[Referring expression pointing data]
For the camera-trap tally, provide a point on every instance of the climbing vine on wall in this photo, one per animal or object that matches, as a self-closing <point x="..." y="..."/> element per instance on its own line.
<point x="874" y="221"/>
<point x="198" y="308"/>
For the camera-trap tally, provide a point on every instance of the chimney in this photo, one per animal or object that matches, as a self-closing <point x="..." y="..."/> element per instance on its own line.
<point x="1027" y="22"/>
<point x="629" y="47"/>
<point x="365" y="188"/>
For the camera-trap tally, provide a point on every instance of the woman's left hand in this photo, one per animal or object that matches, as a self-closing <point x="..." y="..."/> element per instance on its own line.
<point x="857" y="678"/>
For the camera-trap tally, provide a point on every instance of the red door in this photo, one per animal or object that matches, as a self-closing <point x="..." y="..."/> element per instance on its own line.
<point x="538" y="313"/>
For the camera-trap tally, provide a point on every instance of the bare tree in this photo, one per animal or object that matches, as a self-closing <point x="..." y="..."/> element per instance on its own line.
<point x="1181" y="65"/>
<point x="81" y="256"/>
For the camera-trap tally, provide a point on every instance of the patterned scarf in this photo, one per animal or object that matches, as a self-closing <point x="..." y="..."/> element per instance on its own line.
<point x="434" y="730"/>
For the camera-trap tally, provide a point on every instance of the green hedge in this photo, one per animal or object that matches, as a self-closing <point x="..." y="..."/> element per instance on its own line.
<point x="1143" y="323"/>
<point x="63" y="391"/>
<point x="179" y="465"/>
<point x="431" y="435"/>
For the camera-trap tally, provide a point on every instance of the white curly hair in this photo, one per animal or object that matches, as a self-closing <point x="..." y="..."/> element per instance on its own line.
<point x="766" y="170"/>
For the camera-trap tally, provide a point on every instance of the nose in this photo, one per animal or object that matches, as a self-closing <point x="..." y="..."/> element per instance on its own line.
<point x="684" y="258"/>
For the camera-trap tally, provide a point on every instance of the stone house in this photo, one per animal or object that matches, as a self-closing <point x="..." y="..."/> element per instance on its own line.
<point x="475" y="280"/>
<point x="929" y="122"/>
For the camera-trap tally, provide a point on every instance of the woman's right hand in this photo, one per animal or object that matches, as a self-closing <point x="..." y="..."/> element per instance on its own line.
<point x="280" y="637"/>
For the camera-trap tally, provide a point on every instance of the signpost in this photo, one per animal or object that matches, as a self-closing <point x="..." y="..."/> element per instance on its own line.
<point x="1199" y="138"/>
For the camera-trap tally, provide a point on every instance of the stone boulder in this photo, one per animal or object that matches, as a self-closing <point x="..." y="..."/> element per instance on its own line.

ASSIGNMENT -
Transcribe the data above verbatim.

ANSWER BOX -
For the camera-trap tally, provide a point on every instance of the climbing vine on wall in this photo, one per animal or object that matches, as a self-closing <point x="..." y="..."/> element per instance on its own line.
<point x="874" y="221"/>
<point x="198" y="308"/>
For the camera-trap tally, provide a point on every instance of the chimney in this photo, one per animal or object that matches, as a self-closing <point x="..." y="..."/> element per instance on its own line.
<point x="1027" y="22"/>
<point x="629" y="47"/>
<point x="365" y="188"/>
For the camera-trap tally, provide a point on every instance of the woman's left hand in this photo, one per animal or object that matches, as a self-closing <point x="..." y="..."/> element per instance on its own line.
<point x="857" y="678"/>
For the camera-trap tally, provide a point on every instance of the red door in this photo, one per animal or object that matches, as a self-closing <point x="..." y="..."/> element per instance on its own line.
<point x="538" y="313"/>
For the camera-trap tally, provide a point on every instance of the bare tree in this photo, one per animal or object that matches, as a self-closing <point x="..." y="..."/> element per instance on its own line.
<point x="1181" y="65"/>
<point x="81" y="256"/>
For the camera-trap tally, provide a point on every instance of the patterned scarf in this photo, one per animal or object that matches, as a self-closing <point x="..." y="..."/> element per instance on its own line.
<point x="434" y="730"/>
For the camera-trap tally, provide a point on every instance of the green hedge in this photo, one per animal or object that matches, as a self-closing <point x="..." y="..."/> element per instance on its own line.
<point x="1143" y="323"/>
<point x="63" y="391"/>
<point x="179" y="465"/>
<point x="431" y="435"/>
For the camera-trap tally, provide a point on every instance of the white curly hair in this photo, one per animal or object that matches, as a self-closing <point x="..." y="..."/> element per instance on its own line.
<point x="766" y="170"/>
For the camera-trap tally, provide a point on every instance of the nose in this photo, one per animal or object that matches, as a self-closing <point x="..." y="..."/> element per instance on its own line.
<point x="684" y="258"/>
For the camera-trap tally, provide a point on every instance of the stone house in this photo, one per animal or object that matches, as a self-closing <point x="..." y="..."/> element per instance on its own line.
<point x="475" y="280"/>
<point x="929" y="122"/>
For the camera-trap tally, provide a point on every instance of the woman's right hand in this photo, one per animal or object that matches, as a self-closing <point x="..." y="..."/> element per instance on its own line.
<point x="280" y="637"/>
For the camera-trap tally, provide a point on every instance of the signpost in this photo, one per animal or object that matches, as a self-closing <point x="..." y="..."/> element per instance on its own line.
<point x="1199" y="138"/>
For the camera-trap tally, provide a point on every instance of the stone boulder in this photo, one per animal or object that matches, as a self-closing <point x="..." y="..."/> element per instance on its own line.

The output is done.